## TASK STATEMENT
At the line containing "Tag the front", begin setting down the entries exactly, and stop only after the last line.
---+---
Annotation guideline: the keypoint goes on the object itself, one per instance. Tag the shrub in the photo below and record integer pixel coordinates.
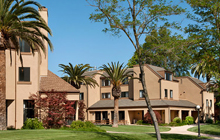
(57, 109)
(209, 120)
(189, 120)
(177, 120)
(139, 122)
(217, 121)
(32, 124)
(78, 125)
(148, 119)
(89, 124)
(84, 126)
(11, 128)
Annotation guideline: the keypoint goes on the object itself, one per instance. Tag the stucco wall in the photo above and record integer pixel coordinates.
(152, 83)
(189, 91)
(170, 85)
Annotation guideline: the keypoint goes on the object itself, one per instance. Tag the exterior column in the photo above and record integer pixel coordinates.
(166, 115)
(180, 114)
(77, 111)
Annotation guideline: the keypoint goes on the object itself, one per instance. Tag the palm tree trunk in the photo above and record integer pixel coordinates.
(115, 123)
(153, 116)
(2, 90)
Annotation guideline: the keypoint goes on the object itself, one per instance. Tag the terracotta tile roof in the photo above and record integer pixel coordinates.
(195, 81)
(142, 103)
(52, 81)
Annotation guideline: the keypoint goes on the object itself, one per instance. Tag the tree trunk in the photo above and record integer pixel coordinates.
(2, 90)
(115, 123)
(152, 114)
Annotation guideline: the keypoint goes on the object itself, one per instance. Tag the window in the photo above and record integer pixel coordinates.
(168, 76)
(121, 115)
(140, 77)
(81, 96)
(106, 82)
(125, 81)
(28, 109)
(171, 93)
(106, 95)
(24, 46)
(165, 93)
(141, 94)
(124, 94)
(24, 74)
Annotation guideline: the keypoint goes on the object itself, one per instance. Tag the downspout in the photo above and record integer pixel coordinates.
(87, 89)
(160, 87)
(15, 91)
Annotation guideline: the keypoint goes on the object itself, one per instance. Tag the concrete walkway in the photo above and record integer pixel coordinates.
(180, 130)
(183, 130)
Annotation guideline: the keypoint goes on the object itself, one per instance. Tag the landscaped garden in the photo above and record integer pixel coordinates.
(213, 129)
(133, 128)
(57, 134)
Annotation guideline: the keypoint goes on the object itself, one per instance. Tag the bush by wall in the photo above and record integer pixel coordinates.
(177, 120)
(189, 120)
(32, 124)
(209, 121)
(85, 126)
(148, 119)
(139, 122)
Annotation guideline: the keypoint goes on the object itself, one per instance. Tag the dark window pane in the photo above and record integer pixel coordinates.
(24, 46)
(81, 96)
(24, 74)
(171, 93)
(141, 94)
(165, 90)
(121, 115)
(28, 109)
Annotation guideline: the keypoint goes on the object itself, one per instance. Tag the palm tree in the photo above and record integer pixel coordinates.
(76, 75)
(203, 69)
(116, 73)
(13, 13)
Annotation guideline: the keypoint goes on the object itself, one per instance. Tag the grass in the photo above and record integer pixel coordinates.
(213, 129)
(133, 128)
(78, 135)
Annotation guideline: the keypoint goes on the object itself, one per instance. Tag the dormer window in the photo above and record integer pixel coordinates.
(168, 76)
(106, 82)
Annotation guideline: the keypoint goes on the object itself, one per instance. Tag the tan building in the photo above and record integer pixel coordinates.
(34, 77)
(170, 96)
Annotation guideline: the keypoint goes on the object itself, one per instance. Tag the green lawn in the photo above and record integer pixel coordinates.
(207, 129)
(79, 135)
(133, 128)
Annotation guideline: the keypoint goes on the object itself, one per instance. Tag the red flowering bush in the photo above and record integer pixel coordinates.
(53, 108)
(148, 119)
(81, 112)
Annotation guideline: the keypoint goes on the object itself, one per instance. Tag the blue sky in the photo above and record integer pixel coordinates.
(77, 39)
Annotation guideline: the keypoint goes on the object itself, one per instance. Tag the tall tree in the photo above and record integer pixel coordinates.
(12, 28)
(206, 32)
(116, 73)
(162, 49)
(135, 18)
(76, 75)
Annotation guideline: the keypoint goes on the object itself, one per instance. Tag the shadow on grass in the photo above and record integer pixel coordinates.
(112, 136)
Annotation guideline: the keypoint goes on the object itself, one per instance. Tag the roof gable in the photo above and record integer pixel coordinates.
(53, 82)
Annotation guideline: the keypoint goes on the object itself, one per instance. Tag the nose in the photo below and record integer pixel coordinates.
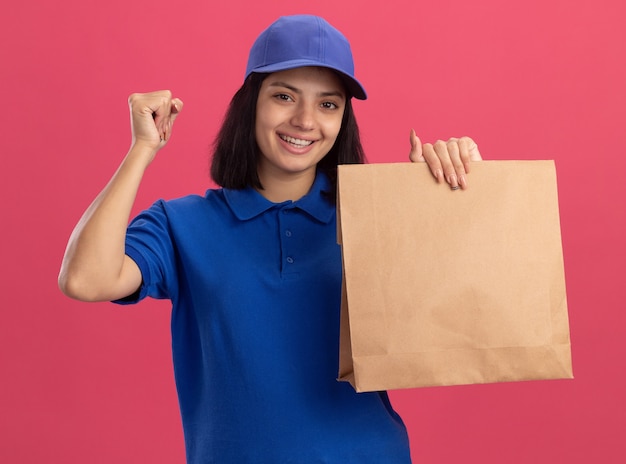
(303, 117)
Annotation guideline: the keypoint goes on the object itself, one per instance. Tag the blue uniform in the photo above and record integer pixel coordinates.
(255, 288)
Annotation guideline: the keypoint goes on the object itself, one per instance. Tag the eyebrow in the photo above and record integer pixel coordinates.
(299, 91)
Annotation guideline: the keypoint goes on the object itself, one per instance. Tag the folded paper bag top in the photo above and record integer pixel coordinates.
(447, 287)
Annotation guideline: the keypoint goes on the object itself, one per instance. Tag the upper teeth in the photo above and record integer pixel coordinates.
(293, 141)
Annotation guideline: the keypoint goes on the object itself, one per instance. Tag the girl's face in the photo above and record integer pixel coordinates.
(298, 118)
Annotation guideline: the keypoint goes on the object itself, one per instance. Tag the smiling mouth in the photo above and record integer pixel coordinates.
(300, 143)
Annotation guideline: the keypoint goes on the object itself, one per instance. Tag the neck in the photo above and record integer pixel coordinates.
(278, 189)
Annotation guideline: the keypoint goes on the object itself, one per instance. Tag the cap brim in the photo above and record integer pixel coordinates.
(354, 86)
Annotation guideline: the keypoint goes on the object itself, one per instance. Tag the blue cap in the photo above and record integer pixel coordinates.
(304, 40)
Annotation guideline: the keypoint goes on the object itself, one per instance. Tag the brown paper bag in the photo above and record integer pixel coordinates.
(447, 287)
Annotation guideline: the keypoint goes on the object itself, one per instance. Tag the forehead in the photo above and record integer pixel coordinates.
(317, 79)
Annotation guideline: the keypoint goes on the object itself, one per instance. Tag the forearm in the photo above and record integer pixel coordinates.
(95, 267)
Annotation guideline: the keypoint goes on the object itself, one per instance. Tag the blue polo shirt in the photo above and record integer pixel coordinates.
(256, 289)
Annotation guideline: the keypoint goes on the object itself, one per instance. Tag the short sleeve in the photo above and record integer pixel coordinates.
(149, 244)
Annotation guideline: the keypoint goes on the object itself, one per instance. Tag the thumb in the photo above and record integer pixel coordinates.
(416, 154)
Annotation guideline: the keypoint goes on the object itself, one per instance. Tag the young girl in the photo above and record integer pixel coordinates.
(253, 269)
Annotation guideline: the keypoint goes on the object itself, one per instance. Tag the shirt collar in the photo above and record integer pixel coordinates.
(248, 203)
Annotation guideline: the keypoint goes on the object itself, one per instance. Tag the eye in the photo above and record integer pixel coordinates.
(283, 97)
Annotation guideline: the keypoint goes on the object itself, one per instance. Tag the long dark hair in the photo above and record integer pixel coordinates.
(235, 151)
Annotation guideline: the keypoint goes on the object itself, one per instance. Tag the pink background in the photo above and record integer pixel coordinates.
(532, 79)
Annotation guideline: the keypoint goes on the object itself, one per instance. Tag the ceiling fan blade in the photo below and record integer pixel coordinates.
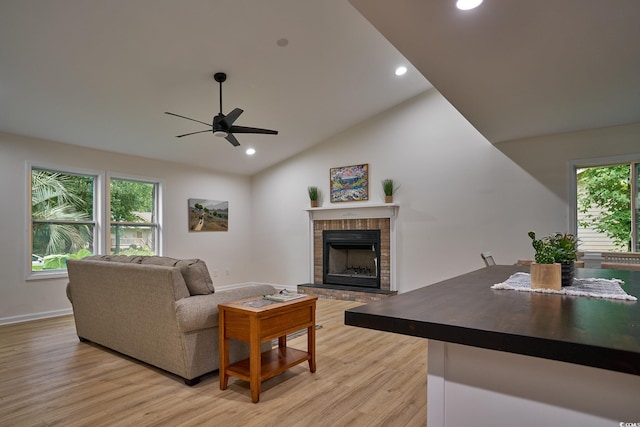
(244, 129)
(188, 118)
(232, 117)
(232, 139)
(193, 133)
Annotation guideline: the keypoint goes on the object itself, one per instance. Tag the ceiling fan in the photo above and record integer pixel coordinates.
(223, 125)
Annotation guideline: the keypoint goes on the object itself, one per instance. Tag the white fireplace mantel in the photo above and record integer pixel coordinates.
(387, 210)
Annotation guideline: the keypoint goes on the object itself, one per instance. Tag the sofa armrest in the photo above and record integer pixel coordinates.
(201, 311)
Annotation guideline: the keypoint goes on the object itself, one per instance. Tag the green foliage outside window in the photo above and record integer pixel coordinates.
(608, 189)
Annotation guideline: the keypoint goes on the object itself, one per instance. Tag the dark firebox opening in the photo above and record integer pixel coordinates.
(351, 258)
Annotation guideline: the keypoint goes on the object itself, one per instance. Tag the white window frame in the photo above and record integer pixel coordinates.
(602, 161)
(158, 206)
(101, 212)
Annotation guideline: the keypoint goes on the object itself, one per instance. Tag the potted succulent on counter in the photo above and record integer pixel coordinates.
(559, 249)
(545, 271)
(565, 247)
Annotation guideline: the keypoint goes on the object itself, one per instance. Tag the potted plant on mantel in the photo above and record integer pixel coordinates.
(554, 260)
(388, 188)
(313, 196)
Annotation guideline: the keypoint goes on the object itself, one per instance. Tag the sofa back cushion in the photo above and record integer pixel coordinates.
(194, 271)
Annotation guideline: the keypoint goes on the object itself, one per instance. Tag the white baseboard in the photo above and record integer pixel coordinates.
(34, 316)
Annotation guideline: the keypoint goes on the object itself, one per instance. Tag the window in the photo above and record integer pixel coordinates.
(67, 210)
(63, 220)
(134, 224)
(607, 207)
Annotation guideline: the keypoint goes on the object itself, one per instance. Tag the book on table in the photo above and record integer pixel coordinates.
(283, 296)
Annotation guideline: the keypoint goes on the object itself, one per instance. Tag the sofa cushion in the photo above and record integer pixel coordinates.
(194, 271)
(116, 258)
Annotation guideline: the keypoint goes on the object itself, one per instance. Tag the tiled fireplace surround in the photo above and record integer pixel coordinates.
(355, 218)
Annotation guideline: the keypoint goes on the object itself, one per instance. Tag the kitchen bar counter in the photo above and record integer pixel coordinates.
(569, 359)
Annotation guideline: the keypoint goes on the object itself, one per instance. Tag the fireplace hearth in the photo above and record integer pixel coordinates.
(351, 258)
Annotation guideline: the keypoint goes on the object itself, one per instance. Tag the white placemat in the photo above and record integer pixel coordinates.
(596, 288)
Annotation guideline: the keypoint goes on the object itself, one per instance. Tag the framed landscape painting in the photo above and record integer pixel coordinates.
(208, 215)
(349, 183)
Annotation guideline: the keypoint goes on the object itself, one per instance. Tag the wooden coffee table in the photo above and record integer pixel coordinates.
(255, 325)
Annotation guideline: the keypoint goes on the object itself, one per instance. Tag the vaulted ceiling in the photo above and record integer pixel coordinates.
(519, 69)
(102, 73)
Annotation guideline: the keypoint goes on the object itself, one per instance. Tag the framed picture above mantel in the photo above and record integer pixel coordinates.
(349, 183)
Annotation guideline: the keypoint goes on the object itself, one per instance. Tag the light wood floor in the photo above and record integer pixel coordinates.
(364, 378)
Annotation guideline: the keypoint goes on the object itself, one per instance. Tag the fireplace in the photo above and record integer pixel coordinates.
(351, 258)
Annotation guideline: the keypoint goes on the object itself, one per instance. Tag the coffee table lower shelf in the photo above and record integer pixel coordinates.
(272, 363)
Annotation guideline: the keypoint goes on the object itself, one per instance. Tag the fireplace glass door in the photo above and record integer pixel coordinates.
(351, 257)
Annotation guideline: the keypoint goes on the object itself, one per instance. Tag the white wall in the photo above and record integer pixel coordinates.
(458, 196)
(22, 299)
(548, 158)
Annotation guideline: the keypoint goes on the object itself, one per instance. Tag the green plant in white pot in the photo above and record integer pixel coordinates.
(313, 195)
(389, 188)
(545, 271)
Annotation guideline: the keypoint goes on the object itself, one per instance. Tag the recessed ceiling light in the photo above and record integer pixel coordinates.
(468, 4)
(400, 71)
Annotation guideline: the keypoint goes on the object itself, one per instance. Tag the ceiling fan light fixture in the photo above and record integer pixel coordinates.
(468, 4)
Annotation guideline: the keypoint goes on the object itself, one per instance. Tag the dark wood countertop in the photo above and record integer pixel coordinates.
(601, 333)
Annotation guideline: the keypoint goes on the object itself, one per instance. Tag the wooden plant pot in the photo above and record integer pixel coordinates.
(546, 276)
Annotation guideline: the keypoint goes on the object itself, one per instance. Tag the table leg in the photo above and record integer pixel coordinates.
(224, 353)
(311, 347)
(255, 368)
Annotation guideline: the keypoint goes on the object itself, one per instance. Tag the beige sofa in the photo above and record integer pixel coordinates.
(159, 310)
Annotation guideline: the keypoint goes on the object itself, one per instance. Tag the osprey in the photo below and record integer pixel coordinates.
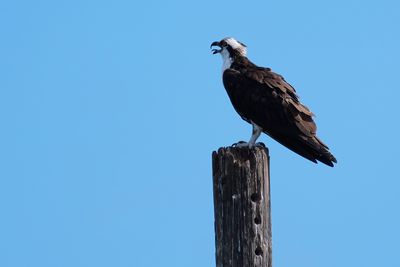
(270, 104)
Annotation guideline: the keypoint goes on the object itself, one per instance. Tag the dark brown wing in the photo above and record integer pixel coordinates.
(264, 97)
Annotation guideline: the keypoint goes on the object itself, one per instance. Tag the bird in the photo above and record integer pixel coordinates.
(270, 104)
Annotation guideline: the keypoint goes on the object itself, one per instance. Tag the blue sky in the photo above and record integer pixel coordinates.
(110, 111)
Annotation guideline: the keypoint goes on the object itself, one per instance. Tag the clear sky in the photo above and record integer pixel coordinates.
(110, 110)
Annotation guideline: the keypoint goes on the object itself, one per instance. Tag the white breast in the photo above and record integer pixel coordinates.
(226, 59)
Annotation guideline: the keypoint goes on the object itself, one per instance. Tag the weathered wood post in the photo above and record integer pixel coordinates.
(242, 207)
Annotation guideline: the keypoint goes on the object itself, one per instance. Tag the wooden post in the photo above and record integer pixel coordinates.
(242, 207)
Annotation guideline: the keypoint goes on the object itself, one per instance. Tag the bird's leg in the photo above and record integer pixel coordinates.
(257, 130)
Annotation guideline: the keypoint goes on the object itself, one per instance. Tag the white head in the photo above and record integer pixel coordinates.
(229, 50)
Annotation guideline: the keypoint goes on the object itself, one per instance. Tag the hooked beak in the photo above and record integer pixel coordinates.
(215, 51)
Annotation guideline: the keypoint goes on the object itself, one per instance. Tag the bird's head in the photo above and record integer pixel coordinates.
(229, 47)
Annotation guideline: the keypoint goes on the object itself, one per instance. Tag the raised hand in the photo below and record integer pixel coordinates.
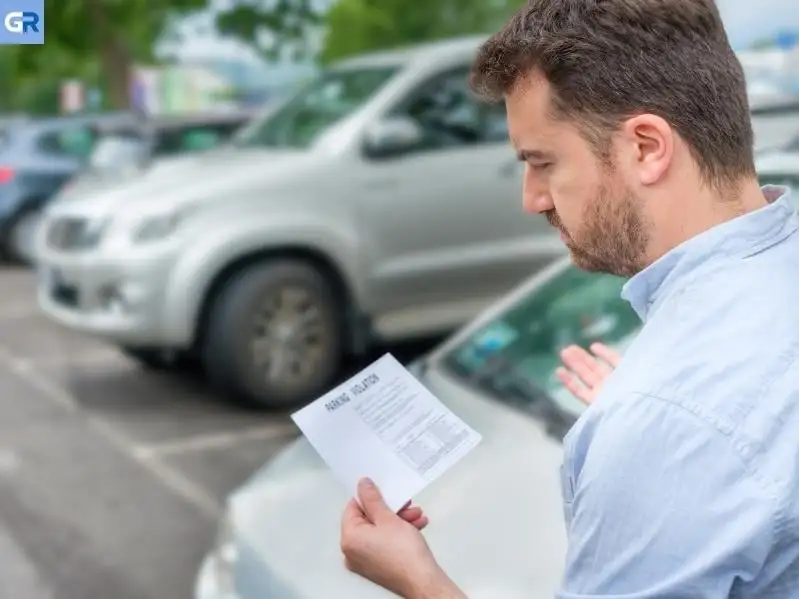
(583, 373)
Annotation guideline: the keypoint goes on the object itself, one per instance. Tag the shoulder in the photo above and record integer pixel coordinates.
(641, 433)
(660, 501)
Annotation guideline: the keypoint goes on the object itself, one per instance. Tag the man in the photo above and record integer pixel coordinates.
(682, 478)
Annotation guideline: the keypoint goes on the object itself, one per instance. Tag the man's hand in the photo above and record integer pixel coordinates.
(583, 373)
(389, 549)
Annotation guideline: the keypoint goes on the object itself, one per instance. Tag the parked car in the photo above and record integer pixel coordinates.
(498, 374)
(379, 202)
(37, 156)
(780, 167)
(124, 150)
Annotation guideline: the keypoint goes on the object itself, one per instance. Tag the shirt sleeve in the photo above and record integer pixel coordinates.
(665, 506)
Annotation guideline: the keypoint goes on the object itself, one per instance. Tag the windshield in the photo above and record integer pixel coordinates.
(328, 99)
(515, 355)
(118, 151)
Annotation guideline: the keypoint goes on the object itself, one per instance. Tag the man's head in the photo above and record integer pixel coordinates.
(623, 111)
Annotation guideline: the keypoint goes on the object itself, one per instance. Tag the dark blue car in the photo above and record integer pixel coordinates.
(37, 156)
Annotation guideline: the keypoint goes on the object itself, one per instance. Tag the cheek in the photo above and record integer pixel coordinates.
(570, 194)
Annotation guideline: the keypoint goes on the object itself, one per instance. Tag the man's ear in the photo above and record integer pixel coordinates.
(649, 145)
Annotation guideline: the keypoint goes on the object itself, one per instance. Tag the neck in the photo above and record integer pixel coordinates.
(707, 210)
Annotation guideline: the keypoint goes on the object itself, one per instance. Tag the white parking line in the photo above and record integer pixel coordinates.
(101, 357)
(13, 312)
(171, 479)
(272, 432)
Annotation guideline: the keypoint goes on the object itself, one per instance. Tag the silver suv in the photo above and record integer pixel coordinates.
(380, 202)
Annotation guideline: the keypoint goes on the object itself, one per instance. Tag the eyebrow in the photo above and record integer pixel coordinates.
(525, 155)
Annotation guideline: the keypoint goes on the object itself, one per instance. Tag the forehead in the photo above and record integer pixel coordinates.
(528, 106)
(531, 125)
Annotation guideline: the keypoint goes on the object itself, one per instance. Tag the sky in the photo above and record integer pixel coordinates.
(746, 22)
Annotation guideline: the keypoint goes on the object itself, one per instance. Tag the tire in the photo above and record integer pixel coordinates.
(20, 246)
(257, 320)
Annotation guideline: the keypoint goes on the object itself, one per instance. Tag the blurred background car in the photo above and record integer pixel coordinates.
(124, 150)
(498, 374)
(380, 202)
(37, 157)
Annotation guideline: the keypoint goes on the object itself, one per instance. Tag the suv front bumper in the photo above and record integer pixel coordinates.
(121, 299)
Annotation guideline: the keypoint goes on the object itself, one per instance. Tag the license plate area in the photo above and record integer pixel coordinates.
(59, 289)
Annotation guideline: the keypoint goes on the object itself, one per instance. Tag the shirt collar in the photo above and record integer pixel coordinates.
(743, 235)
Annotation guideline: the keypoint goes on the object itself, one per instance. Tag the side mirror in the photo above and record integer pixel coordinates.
(392, 136)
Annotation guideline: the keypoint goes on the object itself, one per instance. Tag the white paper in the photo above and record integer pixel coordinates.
(384, 424)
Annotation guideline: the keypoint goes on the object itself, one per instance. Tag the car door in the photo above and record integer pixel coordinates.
(444, 226)
(55, 155)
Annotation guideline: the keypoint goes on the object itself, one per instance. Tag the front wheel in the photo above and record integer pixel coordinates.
(21, 244)
(274, 336)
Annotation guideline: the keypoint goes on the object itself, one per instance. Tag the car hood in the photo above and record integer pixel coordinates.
(496, 517)
(206, 176)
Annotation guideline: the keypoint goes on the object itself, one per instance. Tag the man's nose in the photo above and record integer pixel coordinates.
(535, 196)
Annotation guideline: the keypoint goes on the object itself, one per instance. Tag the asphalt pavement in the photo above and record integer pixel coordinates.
(112, 478)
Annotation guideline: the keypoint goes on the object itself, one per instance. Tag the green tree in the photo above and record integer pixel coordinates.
---+---
## ANSWER FOR THE TASK
Annotation guideline: the keypoint goes on the object itself, one per instance. Tag the front wheel in the photo above and record integer pixel coordinates.
(21, 244)
(274, 336)
Annotation guideline: the keypoint goes on the object itself, one per instance. Tag the car hood in the photo above and record integer pixel coordinates.
(496, 517)
(206, 176)
Annotation guideline: the keypoint goes on the object itself, one per instance. Tag the man's nose in the photo above and record integer pixel coordinates.
(535, 196)
Annotation guideline: the keypoint goes on the object itself, one per instance. Tag the asphalt pavement in the photo above and record integer pixel coordinates.
(112, 478)
Annotation guideline: the keypoint goes on the object itself, one per instance. Tag the green tree in the photo above and record integer pixel coordinates.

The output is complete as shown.